**Goal A**. Print the stretch of the preference list from "47. Stax or" through "or Boswell? Huh?" word for word.
**Goal B**. Summarize the preference list in two sentences.

**Selected extract**.
Begin
21. Verdi or Wagner? Verdi
22. Grace Kelly or Marilyn Monroe? Grace Kelly
23. Bill Monroe or Johnny Cash? Bill Monroe
24. Kingsley or Martin Amis? Not familiar with them
25. Robert Mitchum or Marlon Brando? Mitchum, I was never a fan of Brando
26. Mark Morris or Twyla Tharp? I’m only familiar with Tharp
27. Vermeer or Rembrandt? Hmmm, Vermeer
28. Tchaikovsky or Chopin? Chopin
29. Red wine or white? White
30. Noël Coward or Oscar Wilde? Wilde
31. Grosse Pointe Blank or High Fidelity? Grosse Pointe Blank
32. Shostakovich or Prokofiev? Shostakovich
33. Mikhail Baryshnikov or Rudolf Nureyev? Nureyev taught Barishnikov every thing he knew
34. Constable or Turner? Huh?
35. The Searchers or Rio Bravo? I’ve never seen either
36. Comedy or tragedy? Comedy
37. Fall or spring? Fall
38. Manet or Monet? Money
39. The Sopranos or The Simpsons? The Simpsons
40. Rodgers and Hart or Gershwin and Gershwin? Gershwins
41. Joseph Conrad or Henry James? Conrad
42. Sunset or sunrise? Sunset
43. Johnny Mercer or Cole Porter? Porter
44. Mac or PC? PC
45. New York or Los Angeles? NYC
46. Partisan Review or Horizon? Huh?
47. Stax or Motown? No clue
48. Van Gogh or Gauguin? Van Gigh
49. Steely Dan or Elvis Costello? Steely Dan
50. Reading a blog or reading a magazine? Blog reading
51. John Gielgud or Laurence Olivier? Olivier
52. Only the Lonely or Songs for Swingin’ Lovers? Only the Lonely
53. Chinatown or Bonnie and Clyde? Bonnie & Clyde
54. Ghost World or Election? I’ve seen neither, but I’d have to guess at Election
55. Minimalism or conceptual art? Neither
56. Daffy Duck or Bugs Bunny? Bugs
57. Modernism or postmodernism? Modernism, I suppose
58. Batman or Spider-Man? Spider-Man
59. Emmylou Harris or Lucinda Williams? Emmylou
60. Johnson or Boswell? Huh?
End
**Data excerpt**.
Begin
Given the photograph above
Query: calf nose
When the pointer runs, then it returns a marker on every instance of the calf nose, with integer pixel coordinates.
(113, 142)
End
**Full output A**.
47. Stax or Motown? No clue
48. Van Gogh or Gauguin? Van Gigh
49. Steely Dan or Elvis Costello? Steely Dan
50. Reading a blog or reading a magazine? Blog reading
51. John Gielgud or Laurence Olivier? Olivier
52. Only the Lonely or Songs for Swingin’ Lovers? Only the Lonely
53. Chinatown or Bonnie and Clyde? Bonnie & Clyde
54. Ghost World or Election? I’ve seen neither, but I’d have to guess at Election
55. Minimalism or conceptual art? Neither
56. Daffy Duck or Bugs Bunny? Bugs
57. Modernism or postmodernism? Modernism, I suppose
58. Batman or Spider-Man? Spider-Man
59. Emmylou Harris or Lucinda Williams? Emmylou
60. Johnson or Boswell? Huh?

**Full output B**. The list runs from item 21 to item 60, and each item offers a choice between two options, such as composers, painters, films, or seasons, followed by a short reply. Most replies pick one side, for example Verdi, white wine, comedy, fall, and New York, but some say the respondent is not familiar with the pair or has never seen either film.